Image segmentation entries:
--------------------------------
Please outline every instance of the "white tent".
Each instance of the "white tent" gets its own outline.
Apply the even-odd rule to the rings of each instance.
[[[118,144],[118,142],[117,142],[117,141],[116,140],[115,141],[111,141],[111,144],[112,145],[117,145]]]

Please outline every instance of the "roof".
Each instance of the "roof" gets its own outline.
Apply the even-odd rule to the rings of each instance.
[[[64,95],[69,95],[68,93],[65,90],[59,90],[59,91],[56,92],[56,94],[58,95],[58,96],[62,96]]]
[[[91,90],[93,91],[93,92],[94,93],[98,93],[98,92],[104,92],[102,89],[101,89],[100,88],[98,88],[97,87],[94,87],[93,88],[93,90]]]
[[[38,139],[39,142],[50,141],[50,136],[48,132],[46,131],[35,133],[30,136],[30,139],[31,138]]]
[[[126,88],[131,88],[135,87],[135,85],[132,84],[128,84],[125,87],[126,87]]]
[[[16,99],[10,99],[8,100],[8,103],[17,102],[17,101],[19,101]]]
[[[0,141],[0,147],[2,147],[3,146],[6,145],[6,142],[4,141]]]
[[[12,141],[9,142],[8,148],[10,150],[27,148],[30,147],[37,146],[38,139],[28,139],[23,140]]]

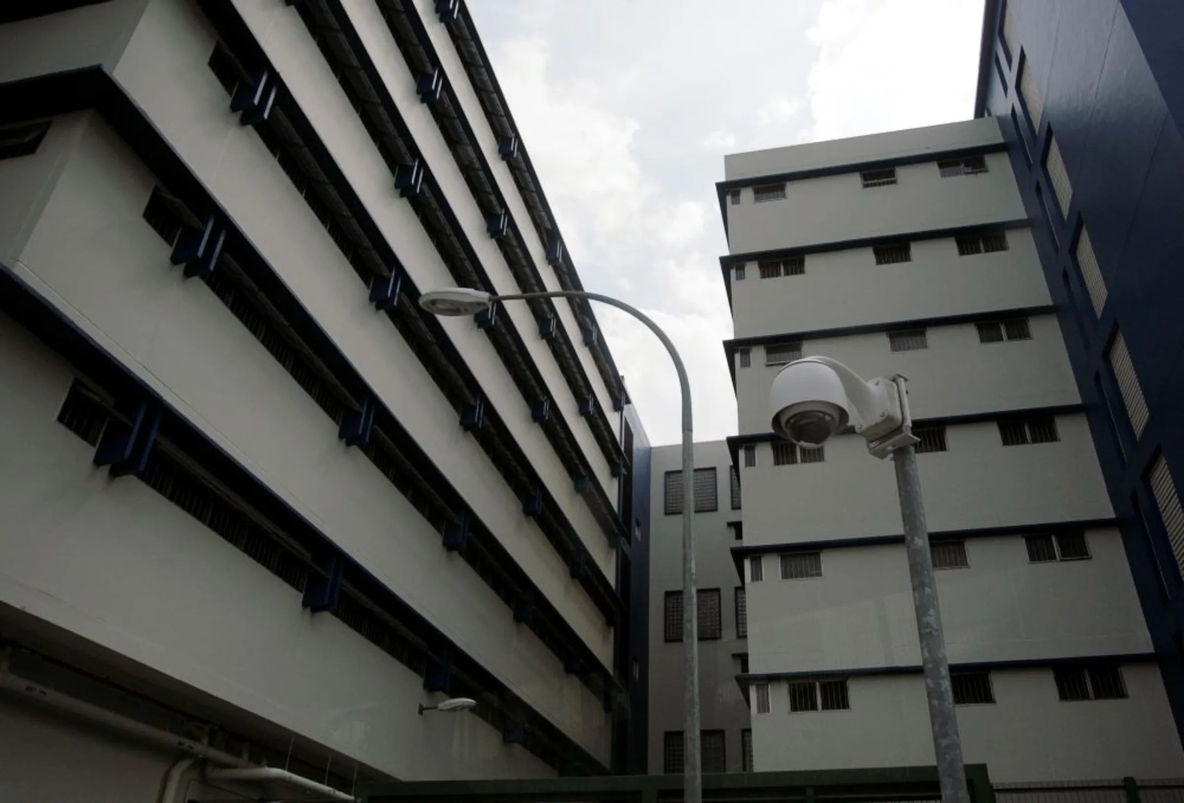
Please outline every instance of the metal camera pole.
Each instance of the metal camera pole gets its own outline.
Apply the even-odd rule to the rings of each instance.
[[[895,377],[894,380],[905,426],[908,428],[912,419],[908,415],[905,378]],[[921,642],[925,695],[929,704],[929,725],[933,727],[933,751],[941,799],[946,803],[970,803],[961,739],[954,714],[954,690],[950,682],[950,660],[946,657],[946,638],[938,608],[938,583],[933,576],[933,557],[929,554],[929,531],[925,522],[925,502],[921,500],[921,476],[916,470],[916,447],[912,443],[896,447],[892,460],[896,467],[896,492],[905,522],[908,576],[913,583],[913,610],[916,614],[916,635]]]

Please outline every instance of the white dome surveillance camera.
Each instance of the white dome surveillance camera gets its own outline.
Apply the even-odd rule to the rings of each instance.
[[[803,449],[817,449],[850,420],[847,392],[834,368],[815,360],[791,362],[771,392],[773,431]]]

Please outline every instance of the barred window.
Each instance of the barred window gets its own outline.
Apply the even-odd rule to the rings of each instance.
[[[793,360],[802,359],[802,341],[794,340],[784,343],[766,343],[765,365],[785,365]]]
[[[925,335],[925,329],[889,332],[888,347],[894,352],[915,352],[921,348],[928,348],[929,341]]]
[[[929,545],[934,568],[969,568],[966,541],[940,541]]]
[[[955,706],[995,702],[989,672],[959,672],[950,675],[950,681],[954,687]]]
[[[868,187],[887,187],[889,185],[896,184],[896,168],[886,167],[879,171],[861,171],[860,182],[864,188]]]
[[[667,731],[662,738],[662,771],[667,773],[683,771],[682,731]]]
[[[699,605],[699,641],[719,641],[723,637],[720,590],[700,589],[695,597]]]
[[[1061,439],[1056,431],[1056,418],[1053,416],[1029,416],[1027,418],[1009,418],[999,422],[999,436],[1005,447],[1019,447],[1029,443],[1053,443]]]
[[[753,692],[755,692],[757,698],[757,713],[767,714],[768,706],[768,683],[753,683]]]
[[[744,589],[736,589],[736,638],[748,637],[748,602]]]
[[[783,198],[785,198],[785,184],[766,184],[752,188],[752,199],[757,204],[767,200],[781,200]]]
[[[800,580],[822,577],[821,552],[794,552],[781,555],[781,579]]]
[[[748,558],[748,582],[760,583],[765,579],[765,557],[753,555]]]
[[[914,426],[913,435],[921,439],[916,444],[919,454],[929,451],[946,451],[946,428],[940,424],[927,424]]]
[[[873,245],[871,252],[876,257],[877,265],[894,265],[899,262],[913,261],[912,243],[892,243],[884,245]]]
[[[723,731],[700,731],[699,751],[703,772],[727,772]]]

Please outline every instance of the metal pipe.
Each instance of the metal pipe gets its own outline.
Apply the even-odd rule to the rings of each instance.
[[[629,313],[644,323],[662,341],[682,392],[682,649],[683,649],[683,799],[702,803],[703,786],[700,762],[699,712],[699,598],[695,578],[695,436],[690,410],[690,380],[678,351],[667,334],[641,310],[624,301],[598,293],[556,290],[554,293],[519,293],[493,296],[490,301],[529,298],[590,298]]]
[[[901,402],[905,403],[903,388],[901,391]],[[912,444],[897,448],[893,452],[893,463],[896,467],[900,514],[905,521],[908,574],[913,583],[913,609],[916,614],[916,635],[921,642],[925,695],[929,704],[929,725],[933,727],[933,751],[938,763],[941,799],[946,803],[970,803],[958,718],[954,714],[954,690],[950,682],[950,661],[946,657],[946,640],[938,608],[938,584],[933,576],[925,503],[921,500],[921,478],[916,470],[916,448]]]

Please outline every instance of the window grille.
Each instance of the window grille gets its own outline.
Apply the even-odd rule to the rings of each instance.
[[[770,711],[768,705],[768,683],[753,683],[753,690],[757,693],[757,713],[767,714]]]
[[[1114,336],[1114,342],[1111,343],[1108,359],[1111,370],[1114,371],[1114,379],[1118,381],[1118,390],[1126,405],[1126,415],[1131,419],[1132,429],[1134,429],[1134,436],[1139,437],[1147,426],[1147,418],[1151,413],[1147,411],[1146,399],[1143,398],[1143,387],[1139,385],[1138,374],[1134,373],[1131,352],[1126,348],[1126,339],[1121,332]]]
[[[765,365],[785,365],[802,359],[802,341],[767,343],[765,346]]]
[[[913,435],[921,439],[916,444],[918,454],[929,451],[946,451],[946,428],[945,426],[914,426]]]
[[[873,245],[871,252],[876,257],[877,265],[894,265],[900,262],[913,261],[912,243],[893,243],[886,245]]]
[[[762,204],[770,200],[781,200],[783,198],[785,198],[784,184],[766,184],[764,186],[752,188],[752,199],[757,204]]]
[[[896,168],[886,167],[880,171],[862,171],[860,173],[860,182],[864,188],[887,187],[888,185],[896,184]]]
[[[1081,226],[1081,235],[1077,236],[1075,252],[1077,266],[1081,269],[1081,278],[1085,281],[1086,291],[1089,294],[1089,301],[1094,307],[1094,314],[1101,317],[1108,291],[1106,290],[1106,280],[1102,278],[1101,265],[1098,264],[1098,256],[1094,253],[1094,245],[1089,242],[1089,232],[1086,231],[1085,224]]]
[[[794,552],[781,555],[781,579],[802,580],[822,577],[821,552]]]
[[[748,637],[748,600],[744,589],[736,589],[736,638]]]
[[[908,329],[905,332],[889,332],[888,346],[894,352],[915,352],[928,348],[929,342],[925,336],[925,329]]]
[[[929,545],[934,568],[969,568],[966,541],[939,541]]]
[[[972,706],[995,702],[995,690],[991,688],[991,673],[959,672],[950,675],[954,687],[954,705]]]

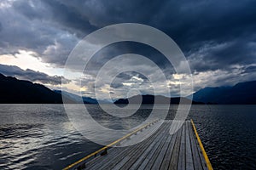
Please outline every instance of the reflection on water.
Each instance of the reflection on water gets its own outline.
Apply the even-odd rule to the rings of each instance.
[[[0,169],[61,169],[101,147],[74,129],[61,105],[0,105]],[[98,105],[87,108],[102,126],[129,129],[148,116],[152,105],[125,119]],[[177,109],[171,106],[168,119]],[[256,105],[192,106],[188,118],[194,119],[213,168],[256,169],[255,110]]]

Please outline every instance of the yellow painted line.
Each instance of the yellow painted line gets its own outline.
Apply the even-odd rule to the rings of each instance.
[[[74,163],[73,163],[73,164],[67,166],[67,167],[65,167],[63,170],[68,170],[68,169],[70,169],[70,168],[73,168],[73,167],[75,167],[75,166],[77,166],[78,164],[79,164],[79,163],[84,162],[85,160],[89,159],[90,157],[91,157],[91,156],[95,156],[95,155],[100,153],[101,151],[103,151],[103,150],[107,150],[108,148],[109,148],[109,147],[111,147],[111,146],[113,146],[113,145],[114,145],[114,144],[118,144],[119,142],[120,142],[120,141],[125,139],[126,138],[131,136],[132,134],[136,133],[137,132],[140,131],[141,129],[146,128],[146,127],[148,126],[149,124],[151,124],[151,123],[153,123],[153,122],[157,122],[157,121],[158,121],[158,120],[145,124],[144,126],[143,126],[143,127],[141,127],[141,128],[136,129],[135,131],[133,131],[133,132],[131,132],[131,133],[128,133],[128,134],[123,136],[122,138],[120,138],[120,139],[115,140],[114,142],[113,142],[113,143],[111,143],[111,144],[109,144],[104,146],[103,148],[101,148],[100,150],[96,150],[96,151],[95,151],[95,152],[93,152],[93,153],[91,153],[91,154],[86,156],[85,157],[80,159],[79,161],[78,161],[78,162],[74,162]]]
[[[212,170],[213,168],[212,168],[212,164],[211,164],[211,162],[210,162],[210,160],[209,160],[209,158],[208,158],[208,156],[207,156],[207,152],[206,152],[206,150],[205,150],[205,149],[204,149],[204,146],[203,146],[203,144],[202,144],[202,143],[201,143],[201,139],[200,139],[200,137],[199,137],[199,135],[198,135],[198,133],[197,133],[195,126],[194,122],[193,122],[192,119],[191,119],[191,123],[192,123],[192,127],[193,127],[193,128],[194,128],[194,131],[195,131],[195,133],[197,141],[198,141],[198,143],[199,143],[199,146],[200,146],[200,148],[201,148],[201,152],[202,152],[202,154],[203,154],[203,156],[204,156],[204,158],[205,158],[205,160],[206,160],[206,162],[207,162],[207,168],[208,168],[209,170]]]

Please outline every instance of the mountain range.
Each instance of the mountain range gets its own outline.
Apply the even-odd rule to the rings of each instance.
[[[119,99],[114,102],[114,104],[137,104],[141,103],[140,99],[142,100],[142,104],[165,104],[165,105],[178,105],[180,100],[183,99],[183,104],[193,104],[193,105],[200,105],[204,104],[201,102],[195,102],[191,101],[187,98],[183,97],[176,97],[176,98],[168,98],[162,95],[136,95],[132,96],[128,99]]]
[[[61,104],[62,97],[67,103],[80,103],[79,95],[60,90],[50,90],[45,86],[29,81],[18,80],[15,77],[0,74],[0,103],[5,104]],[[143,104],[178,104],[182,99],[185,103],[218,104],[218,105],[255,105],[256,81],[240,82],[233,87],[216,87],[201,88],[192,95],[170,99],[160,95],[137,95],[129,99],[117,99],[115,104],[137,102],[141,98]],[[84,104],[109,103],[97,101],[90,97],[82,97]]]
[[[255,105],[256,81],[239,82],[232,87],[201,88],[193,94],[193,100],[205,104]]]

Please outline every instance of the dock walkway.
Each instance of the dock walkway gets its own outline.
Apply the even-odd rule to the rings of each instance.
[[[172,135],[169,133],[171,123],[172,121],[165,121],[153,135],[139,144],[103,148],[95,152],[95,156],[98,155],[93,159],[87,156],[66,169],[212,169],[194,122],[186,121]],[[156,124],[143,128],[121,142],[129,143],[136,136],[146,135]]]

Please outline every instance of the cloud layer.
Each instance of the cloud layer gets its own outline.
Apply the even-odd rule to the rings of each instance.
[[[21,49],[32,51],[43,62],[63,67],[77,42],[91,31],[111,24],[141,23],[163,31],[177,43],[190,64],[195,88],[232,85],[255,77],[255,6],[253,0],[236,3],[230,0],[150,3],[144,0],[4,0],[0,3],[0,55],[14,54]],[[125,53],[148,56],[175,84],[172,76],[175,71],[160,54],[142,44],[123,42],[113,44],[95,56],[83,80],[87,88],[84,93],[92,94],[88,89],[94,87],[93,78],[104,63]],[[147,67],[141,63],[137,65]],[[15,75],[16,70],[9,69],[9,74],[13,71]],[[31,70],[20,71],[20,76],[21,73],[44,74]],[[129,74],[119,75],[111,88],[125,87],[122,81],[131,82],[132,76],[138,76],[130,74],[127,80]],[[58,84],[58,81],[55,82],[58,79],[49,76],[48,82],[44,82],[44,78],[40,81]]]

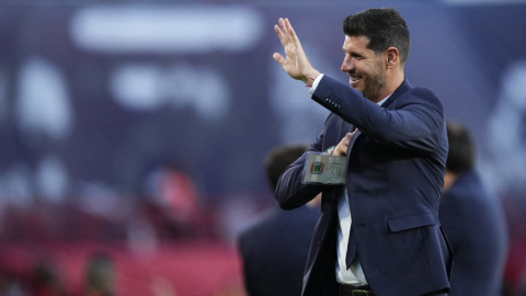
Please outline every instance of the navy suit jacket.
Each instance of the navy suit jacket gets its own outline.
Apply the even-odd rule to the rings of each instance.
[[[468,171],[442,196],[439,218],[455,252],[449,296],[502,295],[507,230],[502,205]]]
[[[319,207],[273,208],[241,232],[238,249],[249,296],[299,296]]]
[[[453,252],[438,220],[448,149],[439,100],[404,80],[380,107],[327,76],[312,99],[332,113],[309,151],[323,151],[359,130],[347,151],[346,189],[357,255],[373,292],[447,291]],[[344,187],[302,183],[306,156],[282,173],[276,198],[290,209],[323,193],[302,295],[338,295],[338,200]]]

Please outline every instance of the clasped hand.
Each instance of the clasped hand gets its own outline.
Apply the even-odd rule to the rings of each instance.
[[[274,25],[274,31],[285,49],[285,57],[278,53],[274,53],[272,57],[291,78],[312,84],[320,72],[310,65],[288,19],[279,18],[278,25]]]

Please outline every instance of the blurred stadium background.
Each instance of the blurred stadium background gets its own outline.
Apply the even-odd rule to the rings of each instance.
[[[116,295],[244,295],[235,240],[274,204],[263,158],[328,115],[272,59],[273,25],[345,82],[341,20],[386,5],[410,82],[473,133],[508,224],[503,295],[524,295],[526,3],[496,0],[0,1],[0,294],[82,295],[105,254]]]

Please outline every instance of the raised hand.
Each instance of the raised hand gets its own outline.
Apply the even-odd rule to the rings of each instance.
[[[310,65],[288,19],[279,18],[278,25],[274,25],[274,31],[285,49],[285,57],[278,53],[274,53],[272,57],[282,65],[283,69],[291,78],[301,80],[306,84],[312,84],[312,81],[320,72]]]

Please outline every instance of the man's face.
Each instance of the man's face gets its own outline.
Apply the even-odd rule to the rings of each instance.
[[[380,95],[386,86],[386,69],[382,55],[377,56],[373,49],[368,49],[368,44],[369,38],[366,36],[345,36],[342,71],[348,75],[348,83],[353,88],[377,103],[382,99]]]

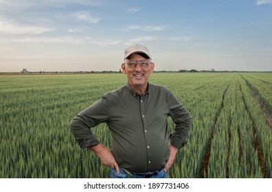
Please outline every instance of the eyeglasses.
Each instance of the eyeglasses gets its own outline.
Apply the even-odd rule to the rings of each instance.
[[[146,69],[150,64],[150,62],[148,60],[130,60],[128,62],[126,62],[128,68],[130,69],[136,68],[137,63],[139,63],[141,68]]]

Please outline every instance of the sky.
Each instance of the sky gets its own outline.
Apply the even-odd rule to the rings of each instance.
[[[0,72],[272,71],[272,0],[0,0]]]

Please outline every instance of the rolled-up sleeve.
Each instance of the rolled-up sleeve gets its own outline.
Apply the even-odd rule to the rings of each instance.
[[[176,124],[174,132],[170,134],[170,144],[180,149],[187,142],[192,126],[192,116],[172,94],[169,99],[169,106],[170,115]]]
[[[97,145],[100,141],[91,131],[99,123],[108,119],[108,104],[102,97],[93,105],[81,111],[71,121],[69,126],[82,149]]]

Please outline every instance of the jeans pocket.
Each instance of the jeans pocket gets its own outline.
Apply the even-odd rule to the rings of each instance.
[[[128,178],[128,174],[126,174],[122,169],[120,168],[120,173],[118,174],[116,171],[115,169],[111,168],[111,175],[110,178]]]
[[[162,169],[158,173],[158,178],[167,178],[167,172],[165,172],[163,169]]]

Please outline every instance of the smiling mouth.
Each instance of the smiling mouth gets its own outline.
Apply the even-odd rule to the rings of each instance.
[[[135,77],[143,77],[144,74],[134,74],[133,75]]]

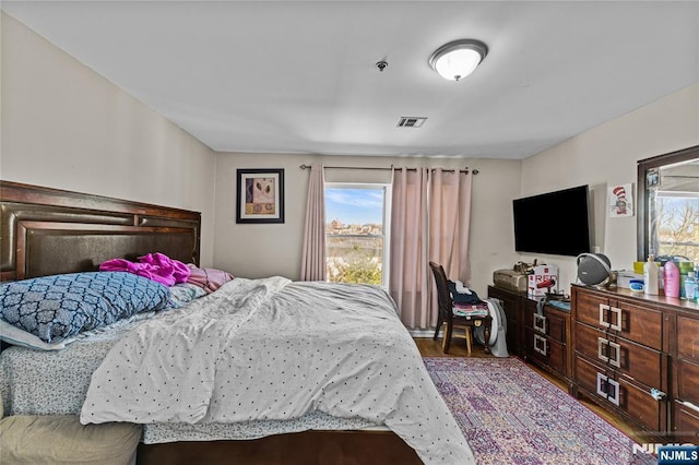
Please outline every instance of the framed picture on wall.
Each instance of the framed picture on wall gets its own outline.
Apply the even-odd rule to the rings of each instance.
[[[238,169],[236,223],[284,223],[284,170]]]

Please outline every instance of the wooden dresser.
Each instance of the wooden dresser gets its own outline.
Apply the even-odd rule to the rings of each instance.
[[[573,393],[699,443],[699,305],[573,285],[571,319]]]
[[[556,374],[570,378],[570,312],[550,305],[537,311],[537,301],[523,298],[524,358]]]
[[[502,287],[488,286],[488,297],[499,299],[502,302],[502,310],[507,317],[507,350],[510,355],[524,358],[524,347],[522,344],[523,323],[523,301],[526,293],[503,289]]]

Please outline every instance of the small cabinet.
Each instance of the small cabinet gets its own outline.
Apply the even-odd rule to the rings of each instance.
[[[573,392],[650,433],[698,442],[696,310],[677,298],[573,285]]]
[[[699,443],[699,314],[677,315],[677,353],[673,363],[675,438]]]
[[[488,297],[502,302],[502,310],[505,310],[507,318],[507,350],[511,355],[524,357],[522,348],[522,300],[526,298],[526,294],[488,286]]]
[[[570,375],[570,313],[524,299],[524,353],[529,361],[560,378]]]

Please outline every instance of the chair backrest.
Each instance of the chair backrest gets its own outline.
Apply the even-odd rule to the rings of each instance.
[[[454,305],[451,300],[451,294],[449,294],[447,273],[445,273],[445,269],[442,265],[435,262],[429,262],[429,267],[433,269],[433,274],[435,275],[435,284],[437,285],[437,300],[439,302],[439,312],[441,313],[445,321],[447,319],[451,320],[453,317],[452,309]]]

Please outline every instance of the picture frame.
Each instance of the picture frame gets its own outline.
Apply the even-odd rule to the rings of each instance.
[[[284,169],[238,169],[236,223],[284,223]]]

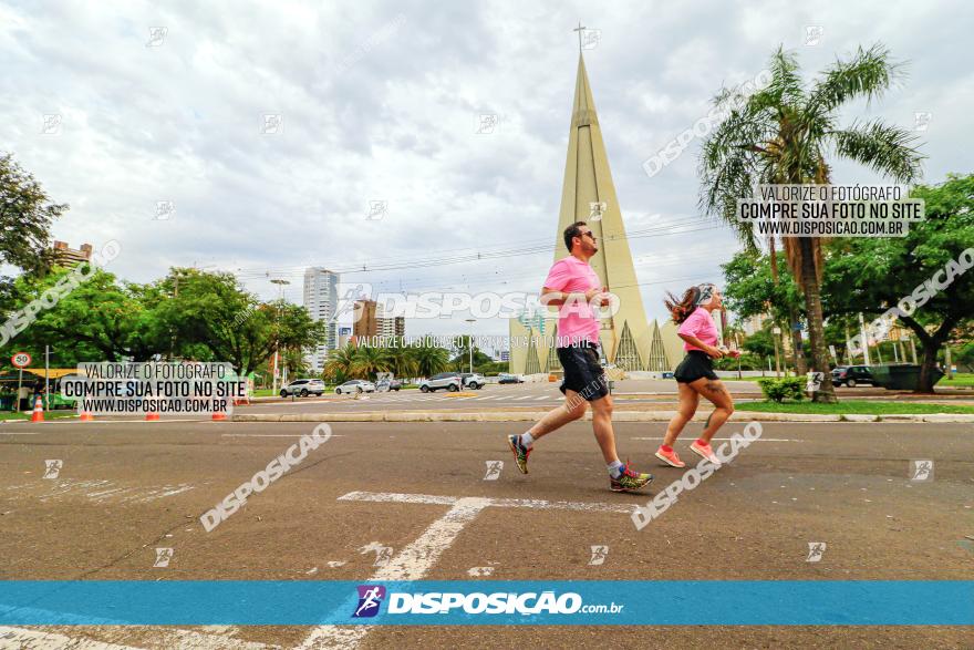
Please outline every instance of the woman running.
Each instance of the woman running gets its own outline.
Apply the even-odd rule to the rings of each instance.
[[[711,447],[711,439],[734,413],[734,401],[724,388],[724,383],[714,373],[713,359],[725,355],[738,357],[740,353],[716,347],[717,327],[711,318],[711,312],[723,306],[717,287],[714,285],[691,287],[683,295],[682,300],[677,300],[673,293],[667,292],[666,296],[667,300],[664,303],[673,314],[673,322],[680,324],[676,334],[684,341],[683,349],[686,350],[686,357],[674,372],[676,385],[680,388],[680,407],[666,427],[666,436],[656,450],[656,457],[672,467],[686,465],[676,455],[673,443],[676,442],[676,436],[686,423],[693,419],[700,404],[700,396],[703,395],[713,402],[715,407],[707,417],[704,432],[691,443],[690,450],[707,458],[715,466],[719,466],[721,461]]]

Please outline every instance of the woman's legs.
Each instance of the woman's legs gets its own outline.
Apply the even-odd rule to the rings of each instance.
[[[676,407],[676,415],[670,421],[666,427],[666,435],[663,437],[663,445],[672,447],[676,442],[676,436],[686,426],[686,423],[693,419],[696,413],[696,406],[700,404],[700,394],[691,388],[692,384],[680,382],[676,384],[680,389],[680,404]]]
[[[681,388],[683,384],[681,384]],[[704,432],[701,434],[701,440],[709,444],[711,439],[714,437],[717,430],[721,429],[721,426],[727,422],[727,419],[734,413],[734,400],[731,399],[731,393],[727,392],[727,389],[724,388],[724,382],[719,379],[707,379],[704,376],[691,382],[690,388],[713,402],[715,406],[714,412],[707,417],[707,424],[704,426]],[[681,399],[681,404],[682,403]]]

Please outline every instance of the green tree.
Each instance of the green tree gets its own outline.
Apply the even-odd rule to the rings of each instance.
--------------------------------
## The task
Starting at the line that contains "Please outline every instance of the wooden" and stopping after the line that contains "[[[573,393],[699,443],[699,305],[573,285],[571,319]]]", write those lines out again with "dresser" swapped for "cabinet" and nothing else altered.

## Result for this task
Please outline every instance of the wooden cabinet.
Each instance of the wooden cabinet gets its own outline.
Apply the even-odd rule to the rings of each instance.
[[[573,393],[699,443],[699,305],[573,285],[571,319]]]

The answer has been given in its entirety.